# Supplied entries
** Begin **
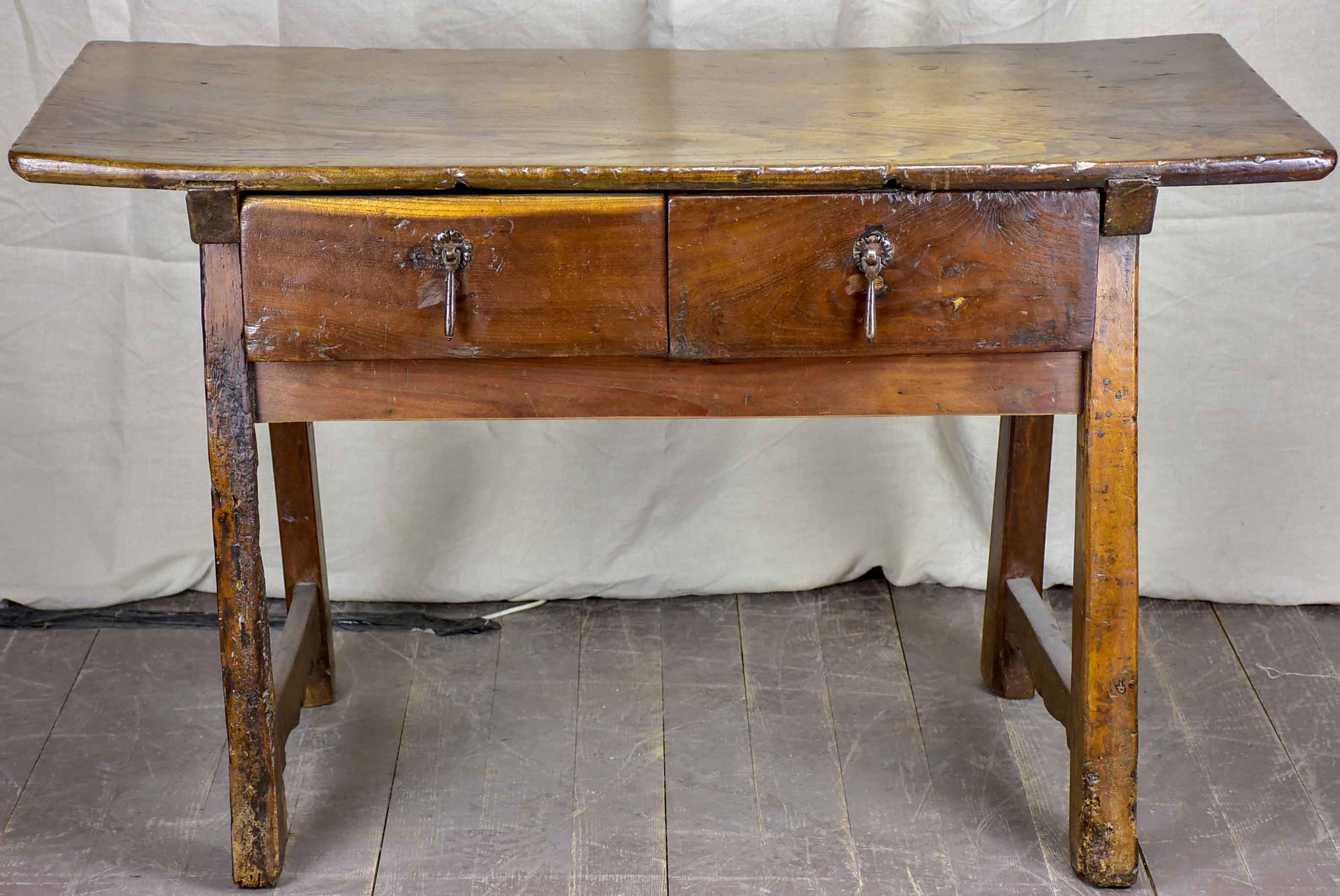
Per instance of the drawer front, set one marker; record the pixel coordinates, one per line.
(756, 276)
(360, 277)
** End **
** Begin **
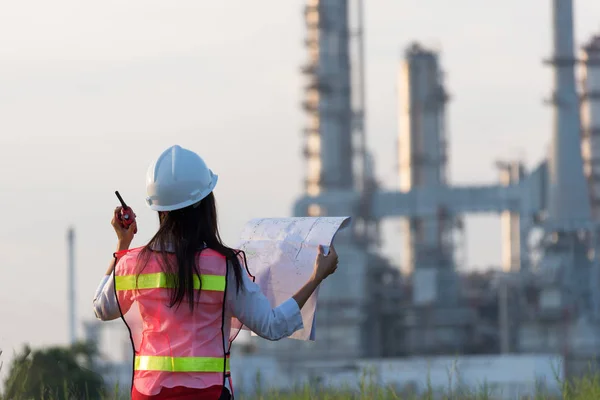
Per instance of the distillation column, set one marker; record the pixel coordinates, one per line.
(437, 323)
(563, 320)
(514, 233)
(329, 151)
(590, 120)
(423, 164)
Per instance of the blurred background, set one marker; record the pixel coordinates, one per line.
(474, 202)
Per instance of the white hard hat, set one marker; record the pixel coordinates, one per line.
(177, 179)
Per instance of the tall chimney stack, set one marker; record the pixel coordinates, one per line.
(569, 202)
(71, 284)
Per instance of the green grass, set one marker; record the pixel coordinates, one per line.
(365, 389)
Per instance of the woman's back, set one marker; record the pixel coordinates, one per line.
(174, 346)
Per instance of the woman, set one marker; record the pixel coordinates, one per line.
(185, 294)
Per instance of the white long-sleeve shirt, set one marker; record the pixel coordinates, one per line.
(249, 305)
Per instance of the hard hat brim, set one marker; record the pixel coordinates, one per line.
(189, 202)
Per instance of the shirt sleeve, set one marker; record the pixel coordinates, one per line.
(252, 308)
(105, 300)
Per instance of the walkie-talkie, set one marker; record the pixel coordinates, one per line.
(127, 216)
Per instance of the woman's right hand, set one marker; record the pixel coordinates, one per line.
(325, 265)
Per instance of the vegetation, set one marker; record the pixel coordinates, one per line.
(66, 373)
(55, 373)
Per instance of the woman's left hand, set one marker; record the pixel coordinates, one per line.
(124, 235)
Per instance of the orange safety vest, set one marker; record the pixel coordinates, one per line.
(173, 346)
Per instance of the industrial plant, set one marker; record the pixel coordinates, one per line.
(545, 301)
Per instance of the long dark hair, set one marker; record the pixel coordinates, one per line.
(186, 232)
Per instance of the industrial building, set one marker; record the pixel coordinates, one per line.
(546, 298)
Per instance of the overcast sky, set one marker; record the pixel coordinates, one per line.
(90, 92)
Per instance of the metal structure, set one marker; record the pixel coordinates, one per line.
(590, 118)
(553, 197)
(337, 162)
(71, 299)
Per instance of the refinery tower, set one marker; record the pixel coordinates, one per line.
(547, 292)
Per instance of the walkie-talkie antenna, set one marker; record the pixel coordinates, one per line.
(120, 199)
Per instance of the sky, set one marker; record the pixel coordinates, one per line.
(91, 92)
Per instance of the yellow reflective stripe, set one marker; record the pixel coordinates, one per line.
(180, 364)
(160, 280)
** End **
# What you are asked to do
How many lines in the items above contain the word "white"? Reply with the number only.

# Result for this task
2